__Source extract__:
○ ○ ○
Re: RAID-10 explicitly defined drive pairs?

pg@xxxxxxxxxxxxxxxxxxxx (Peter Grandi) · Mon, 9 Jan 2012 13:46:16 +0000

[ ... ]

>> Stripe alignment is only relevant for parity RAID types, as it
>> is meant to minimize read-modify-write.

> The benefits aren't limited to parity arrays. Tuning the
> stripe parameters yields benefits on RAID0/10 arrays as well,
> mainly by packing a full stripe of data when possible,
> avoiding many partial stripe width writes in the non aligned
> case.

This seems like handwaving gibberish to me, or (being very
generous) a misunderestimating of the general notion that
larger (as opposed to *aligned*) transactions are (sometimes)
of greater benefit than smaller ones.

Note: There is with 'ext' style filesystems the 'stride' which
  is designed to interleave data and metadata so they are likely
  to be on different disks, but that is in some ways the opposite
  to 'sunit'/'swidth' style address/length alignment, and is
  rather more similar to multiple AGs rather than aligning IO on
  RMW-free boundaries.

How can «packing a full stripe of data» by itself be of benefit
on RAID0/RAID1/RAID10, if that is in any way different from just
doing larger larger transactions, or if it is different from an
argument about chunk size vs. transaction size?

An single N-wide write (or even a close sequence of N 1-wide
writes) on a RAID0/1/10 will result in optimal N concurrent
writes if that is possible, whether it is address/length aligned
or not. Why would «avoiding many partial stripe width writes«
have a significant effect in the RAID0 or RAID1 case, given that
there is no RMW problem?

> Granted the gains are workload dependent, but overall you get
> a bump from aligned writes.

Perhaps in a small way because of buffering effects or RAM or
cache alignment effects, but that would be unrelated to the
storage geometry.

>> There is no RMW problem with RAID0, RAID1 or combinations.

> Which is one of the reasons the linear concat over RAID1 pairs
> works very well for some workloads.
○ ○ ○
__What you need to do__:
**A.** Rewrite the RAID-10 post between "pg@xxxxxxxxxxxxxxxxxxxx (Peter Grandi)" and "to minimize read-modify-write.", inclusive, putting "parity RAID levels" in place of "parity RAID types".
**B.** Translate this sentence from the RAID-10 post into German: "There is no RMW problem with RAID0, RAID1 or combinations."
**C.** For each statement, answer yes or no on whether it agrees with the RAID-10 post, and quote the words of the post that decide it.
(i) The 'stride' of 'ext' style filesystems is designed to interleave data and metadata.
(ii) The quoted reply claims that the gains from aligned writes do not depend on the workload.
(iii) The post is dated on a Monday.
The listing that comes next is separate material, unrelated to the RAID-10 post.

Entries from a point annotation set
○ ○ ○
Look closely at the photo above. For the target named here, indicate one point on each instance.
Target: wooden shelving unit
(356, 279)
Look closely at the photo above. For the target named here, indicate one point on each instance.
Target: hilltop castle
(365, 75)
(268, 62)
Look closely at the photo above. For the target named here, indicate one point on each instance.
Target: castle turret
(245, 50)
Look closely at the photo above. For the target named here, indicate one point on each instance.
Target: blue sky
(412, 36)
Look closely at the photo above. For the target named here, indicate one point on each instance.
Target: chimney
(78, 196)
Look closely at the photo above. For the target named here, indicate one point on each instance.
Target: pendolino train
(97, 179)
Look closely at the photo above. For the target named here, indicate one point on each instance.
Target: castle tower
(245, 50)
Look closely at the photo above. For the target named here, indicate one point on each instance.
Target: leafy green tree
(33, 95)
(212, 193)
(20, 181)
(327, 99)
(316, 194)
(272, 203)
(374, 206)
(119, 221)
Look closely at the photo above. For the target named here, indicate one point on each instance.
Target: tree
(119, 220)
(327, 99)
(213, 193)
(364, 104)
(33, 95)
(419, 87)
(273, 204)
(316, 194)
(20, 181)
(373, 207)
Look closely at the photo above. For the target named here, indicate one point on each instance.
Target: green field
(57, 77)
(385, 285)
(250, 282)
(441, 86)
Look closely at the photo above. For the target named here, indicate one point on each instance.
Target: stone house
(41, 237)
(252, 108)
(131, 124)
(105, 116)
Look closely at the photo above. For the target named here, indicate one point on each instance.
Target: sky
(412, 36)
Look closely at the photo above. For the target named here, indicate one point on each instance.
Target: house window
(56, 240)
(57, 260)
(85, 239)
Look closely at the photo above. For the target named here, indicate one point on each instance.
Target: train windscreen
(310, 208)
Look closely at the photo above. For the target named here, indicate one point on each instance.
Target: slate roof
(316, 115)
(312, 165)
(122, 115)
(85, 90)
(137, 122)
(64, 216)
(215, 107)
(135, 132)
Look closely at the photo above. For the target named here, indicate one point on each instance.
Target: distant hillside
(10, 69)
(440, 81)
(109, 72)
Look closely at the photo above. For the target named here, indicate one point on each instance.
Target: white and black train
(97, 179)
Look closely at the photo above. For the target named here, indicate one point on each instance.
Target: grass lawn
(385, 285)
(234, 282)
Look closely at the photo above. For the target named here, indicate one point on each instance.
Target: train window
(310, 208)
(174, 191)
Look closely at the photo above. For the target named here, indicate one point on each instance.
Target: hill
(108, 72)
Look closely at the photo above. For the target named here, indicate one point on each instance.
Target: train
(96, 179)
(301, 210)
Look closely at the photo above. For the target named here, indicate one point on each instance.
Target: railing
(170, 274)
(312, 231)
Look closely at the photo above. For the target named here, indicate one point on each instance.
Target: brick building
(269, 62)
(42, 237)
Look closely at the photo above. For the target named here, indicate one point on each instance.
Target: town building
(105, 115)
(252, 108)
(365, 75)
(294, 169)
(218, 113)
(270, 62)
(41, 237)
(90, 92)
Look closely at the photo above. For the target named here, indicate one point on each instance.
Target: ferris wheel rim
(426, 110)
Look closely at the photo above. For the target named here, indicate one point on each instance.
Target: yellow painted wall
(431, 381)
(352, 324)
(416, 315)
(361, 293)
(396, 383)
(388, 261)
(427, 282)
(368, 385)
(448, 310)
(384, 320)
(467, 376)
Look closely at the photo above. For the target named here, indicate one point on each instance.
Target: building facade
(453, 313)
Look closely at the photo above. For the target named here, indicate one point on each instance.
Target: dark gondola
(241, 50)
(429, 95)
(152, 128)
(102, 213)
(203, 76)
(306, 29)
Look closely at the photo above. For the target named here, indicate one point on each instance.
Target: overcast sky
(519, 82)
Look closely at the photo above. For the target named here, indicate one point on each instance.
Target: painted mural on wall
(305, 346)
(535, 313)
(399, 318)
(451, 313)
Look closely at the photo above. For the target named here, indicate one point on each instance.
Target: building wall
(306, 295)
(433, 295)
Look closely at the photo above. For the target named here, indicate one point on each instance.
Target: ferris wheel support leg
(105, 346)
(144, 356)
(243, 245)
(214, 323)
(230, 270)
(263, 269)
○ ○ ○
__Outputs for the tasks__:
**A.**
pg@xxxxxxxxxxxxxxxxxxxx (Peter Grandi) · Mon, 9 Jan 2012 13:46:16 +0000

[ ... ]

>> Stripe alignment is only relevant for parity RAID levels, as it
>> is meant to minimize read-modify-write.

**B.** Bei RAID0, RAID1 oder Kombinationen davon gibt es kein RMW-Problem.

**C.**
(i) Yes: "the 'stride' which is designed to interleave data and metadata so they are likely to be on different disks"
(ii) No: "Granted the gains are workload dependent"
(iii) Yes: "Mon, 9 Jan 2012"